GIVEN ENTRIES:
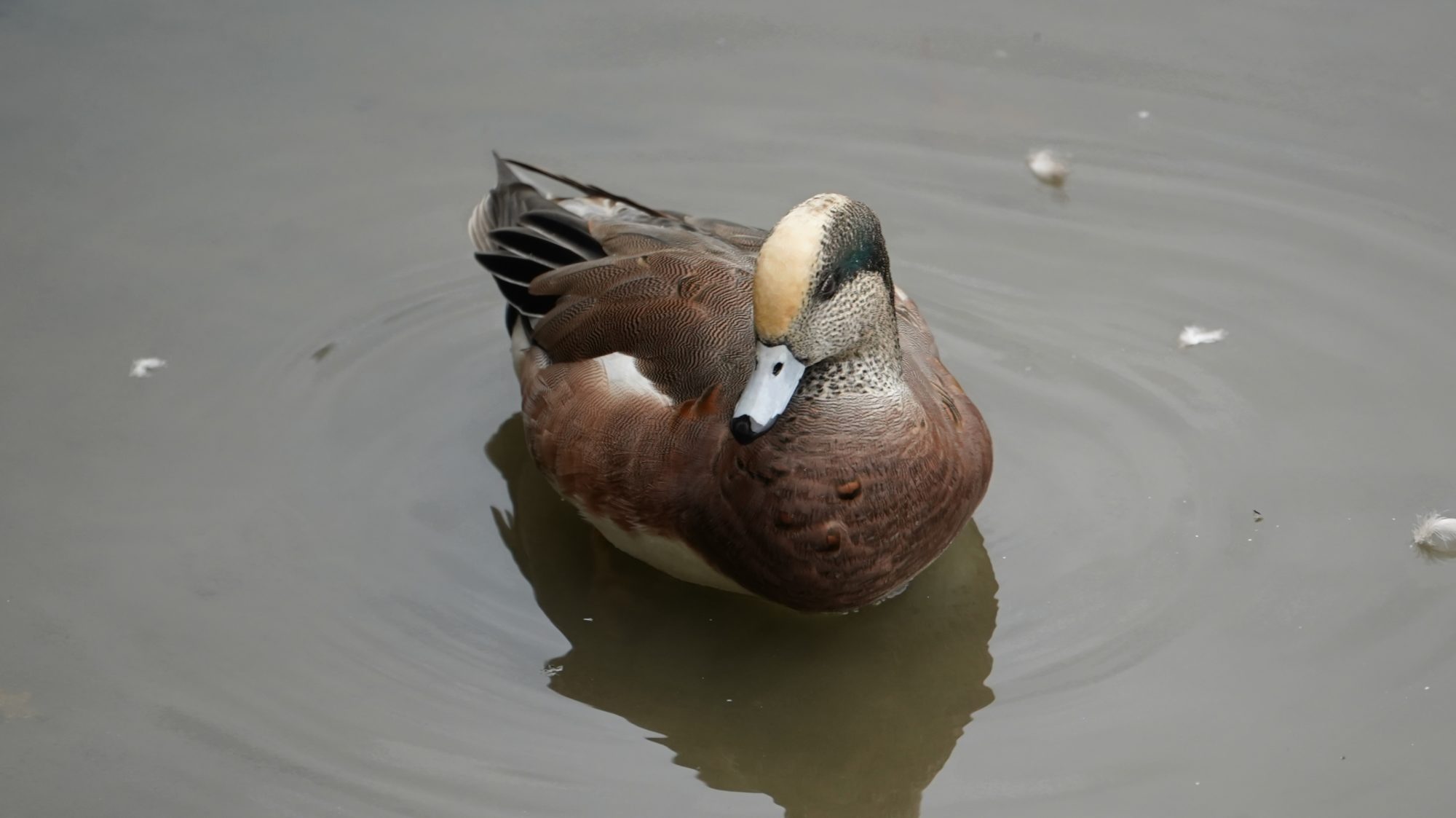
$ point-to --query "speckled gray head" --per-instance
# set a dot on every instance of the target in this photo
(822, 291)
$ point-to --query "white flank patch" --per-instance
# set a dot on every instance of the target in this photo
(668, 555)
(143, 367)
(627, 379)
(1196, 335)
(1435, 536)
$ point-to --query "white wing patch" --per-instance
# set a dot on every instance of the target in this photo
(625, 379)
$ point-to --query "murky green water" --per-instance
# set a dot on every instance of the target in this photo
(308, 570)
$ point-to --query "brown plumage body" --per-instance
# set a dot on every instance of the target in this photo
(850, 494)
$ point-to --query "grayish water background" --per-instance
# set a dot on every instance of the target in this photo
(306, 570)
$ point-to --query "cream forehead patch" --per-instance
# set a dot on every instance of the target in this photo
(787, 264)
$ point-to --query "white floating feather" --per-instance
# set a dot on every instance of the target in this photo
(1435, 536)
(143, 367)
(1196, 335)
(1049, 166)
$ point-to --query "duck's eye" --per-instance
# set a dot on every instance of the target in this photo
(829, 286)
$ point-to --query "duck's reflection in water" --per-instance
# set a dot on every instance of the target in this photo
(829, 715)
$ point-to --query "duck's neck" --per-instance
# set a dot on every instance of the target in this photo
(871, 369)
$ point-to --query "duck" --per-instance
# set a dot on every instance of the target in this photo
(755, 411)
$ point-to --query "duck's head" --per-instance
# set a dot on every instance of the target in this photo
(822, 291)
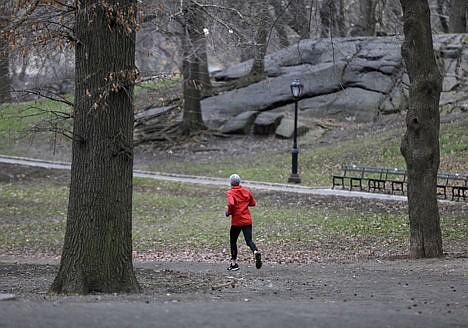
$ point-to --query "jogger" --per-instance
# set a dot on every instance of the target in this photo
(239, 201)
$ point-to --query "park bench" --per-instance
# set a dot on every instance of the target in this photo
(459, 184)
(397, 179)
(375, 177)
(394, 180)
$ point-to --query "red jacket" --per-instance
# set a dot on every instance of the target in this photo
(239, 200)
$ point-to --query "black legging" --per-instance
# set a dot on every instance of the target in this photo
(234, 234)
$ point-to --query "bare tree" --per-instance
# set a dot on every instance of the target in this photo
(420, 144)
(4, 62)
(97, 252)
(260, 47)
(366, 20)
(194, 67)
(332, 18)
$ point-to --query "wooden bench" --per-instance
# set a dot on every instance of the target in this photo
(459, 185)
(379, 179)
(375, 178)
(397, 179)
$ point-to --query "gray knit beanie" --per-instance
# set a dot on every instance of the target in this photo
(235, 180)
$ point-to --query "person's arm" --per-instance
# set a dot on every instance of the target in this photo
(252, 201)
(230, 204)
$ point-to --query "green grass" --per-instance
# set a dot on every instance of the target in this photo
(176, 217)
(32, 119)
(318, 164)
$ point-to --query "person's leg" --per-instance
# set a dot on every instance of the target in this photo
(233, 235)
(247, 231)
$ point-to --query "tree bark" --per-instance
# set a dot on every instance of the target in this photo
(420, 144)
(367, 19)
(332, 18)
(4, 64)
(194, 68)
(457, 16)
(442, 16)
(97, 252)
(261, 35)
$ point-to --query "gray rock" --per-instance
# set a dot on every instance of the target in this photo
(286, 128)
(241, 124)
(266, 123)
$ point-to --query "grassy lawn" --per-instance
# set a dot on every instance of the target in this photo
(176, 218)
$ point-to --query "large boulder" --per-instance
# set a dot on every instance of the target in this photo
(344, 79)
(240, 124)
(266, 123)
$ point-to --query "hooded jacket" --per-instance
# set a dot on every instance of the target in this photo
(239, 200)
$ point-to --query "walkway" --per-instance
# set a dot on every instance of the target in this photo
(183, 178)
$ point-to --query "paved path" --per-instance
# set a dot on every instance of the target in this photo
(213, 181)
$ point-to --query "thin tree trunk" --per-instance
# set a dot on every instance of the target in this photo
(4, 65)
(457, 16)
(194, 68)
(442, 15)
(367, 17)
(420, 145)
(97, 252)
(260, 47)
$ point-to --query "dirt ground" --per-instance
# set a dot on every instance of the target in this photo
(378, 292)
(396, 293)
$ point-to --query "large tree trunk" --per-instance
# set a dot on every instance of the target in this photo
(457, 16)
(4, 64)
(420, 145)
(194, 68)
(97, 253)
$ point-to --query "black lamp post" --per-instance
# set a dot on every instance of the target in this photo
(296, 91)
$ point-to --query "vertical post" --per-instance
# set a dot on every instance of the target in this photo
(294, 178)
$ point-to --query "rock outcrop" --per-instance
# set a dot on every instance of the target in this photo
(353, 79)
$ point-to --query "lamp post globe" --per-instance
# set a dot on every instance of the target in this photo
(296, 92)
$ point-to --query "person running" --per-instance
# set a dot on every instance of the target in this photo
(239, 199)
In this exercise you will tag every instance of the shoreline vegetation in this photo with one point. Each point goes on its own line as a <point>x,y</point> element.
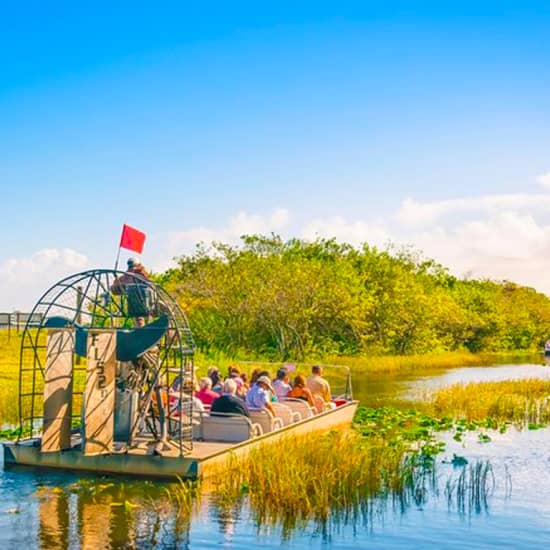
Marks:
<point>296,299</point>
<point>385,313</point>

TASK PROMPT: Make an exact copy of the data above, pictures excluded.

TASK SOLUTION:
$ point-to --query "speckled gray head" --per-instance
# set a dot on every instance of the target in this photo
(822, 291)
$ point-to --query "white flank patch" --per-instance
# set a dot on every instance of the target in this photo
(668, 555)
(143, 367)
(627, 379)
(1196, 335)
(1435, 536)
$ point-to --query "white wing patch" --per-instance
# set a dot on every instance of the target in this photo
(625, 379)
$ point-to --query "murky green water" --per-instance
# set a dot on every instance of the target in this photo
(308, 570)
$ point-to --query "brown plumage body" --per-instance
# set a dot on every instance of the target in this photo
(850, 494)
$ point-to --query "grayish water background" --per-instance
# set a dot on every instance of the target in this photo
(306, 570)
$ point-to --query "cream forehead patch" --per-instance
# set a dot on every instance of the target in this photo
(787, 264)
$ point-to --query "white floating feather" --per-instance
# set a dot on every instance of the target in this photo
(1435, 536)
(143, 367)
(1196, 335)
(1049, 166)
$ point-to --query "duck's eye" --per-instance
# set a dot on every instance of the target in this photo
(829, 286)
$ point-to --query "duck's reflection in water" --per-instance
# set a dot on every instance of the target in this photo
(829, 715)
$ point-to --query "duck's neck" --per-instance
# set a dot on every instance of the target in this photo
(871, 369)
$ point-to --query "duck" --per-instance
# set a dot on every instance of the target in this photo
(755, 411)
$ point-to --query "duck's head" --per-instance
# set a dot on every instance of the target in this photo
(822, 291)
$ point-to --query "jogger" --per-instance
# set a dot on every instance of the target in this photo
(239, 201)
$ point-to --query "park bench" --per-instance
# set a dot on every instance of the target in this photo
(459, 184)
(397, 179)
(375, 177)
(394, 180)
$ point-to --query "red jacket" --per-instance
# set a dot on every instance of the target in this photo
(239, 200)
$ point-to --query "black legging" --per-instance
# set a dot on every instance of the target in this photo
(234, 234)
$ point-to --query "bare tree" --per-instance
# set a dot on every instance of the target in this photo
(420, 144)
(4, 62)
(97, 252)
(260, 47)
(366, 20)
(194, 67)
(332, 18)
$ point-to --query "wooden bench" --per-instance
# set a dot on every instance of the target in this photo
(459, 185)
(379, 179)
(375, 178)
(397, 179)
$ point-to --query "gray knit beanie" --per-instance
# set a dot on every instance of the target in this photo
(235, 180)
$ point-to --query "person's arm" --per-instance
# set a dot on every instance of the target in this photo
(252, 201)
(230, 204)
$ point-to --query "green grass" --per-instance
# set a dot on every instance of the target in this photo
(176, 217)
(32, 119)
(318, 164)
$ point-to --query "person's leg" --per-instance
# set a dot on every instance of the target in this photo
(233, 235)
(247, 231)
$ point-to --query "tree bark" --per-instance
# set a dot on every instance of the target in this photo
(420, 144)
(367, 19)
(332, 18)
(4, 64)
(194, 68)
(457, 16)
(442, 16)
(97, 252)
(261, 35)
$ point-to --query "gray rock" --per-instance
# set a dot on every instance of the target in this photo
(286, 128)
(241, 124)
(266, 123)
$ point-to --query "grassy lawn" --per-instance
# set a dot on every instance of the target in this photo
(176, 218)
$ point-to --query "large boulder" --per-instance
# set a dot on every instance of the target in this photo
(344, 79)
(240, 124)
(266, 123)
$ point-to --query "hooded jacket" --per-instance
# set a dot on every instance of the target in this photo
(239, 200)
$ point-to --query "walkway" --per-instance
# set a dot on every instance of the target in this photo
(183, 178)
$ point-to --query "paved path" --per-instance
# set a dot on every instance of the target in this photo
(213, 181)
$ point-to --query "thin tree trunk" --per-instance
# set a dot on every instance of the target in this photo
(4, 65)
(457, 16)
(194, 68)
(442, 15)
(367, 17)
(420, 145)
(97, 252)
(260, 47)
$ point-to --query "dirt ground" --per-instance
# set a dot on every instance of the target in this photo
(378, 292)
(396, 293)
$ point-to --query "large tree trunk" --per-instance
# set a dot on every instance of the target in this photo
(457, 16)
(4, 64)
(420, 145)
(194, 68)
(97, 253)
$ point-to --query "black lamp post" --per-instance
# set a dot on every instance of the target in this photo
(296, 91)
$ point-to --query "vertical post" --per-instance
# set a dot on every instance of the target in this photo
(294, 178)
$ point-to --query "rock outcrop" --per-instance
# set a dot on every instance of the target in this photo
(353, 79)
$ point-to --query "lamp post globe" --per-instance
# set a dot on every instance of the target in this photo
(296, 92)
$ point-to --query "person running" --per-instance
# set a dot on every instance of the target in this photo
(239, 199)
In this exercise you will tag every instance of the shoreline vegetation in this photo with one point. Each point goes on its own line as a <point>x,y</point> element.
Marks:
<point>296,299</point>
<point>385,313</point>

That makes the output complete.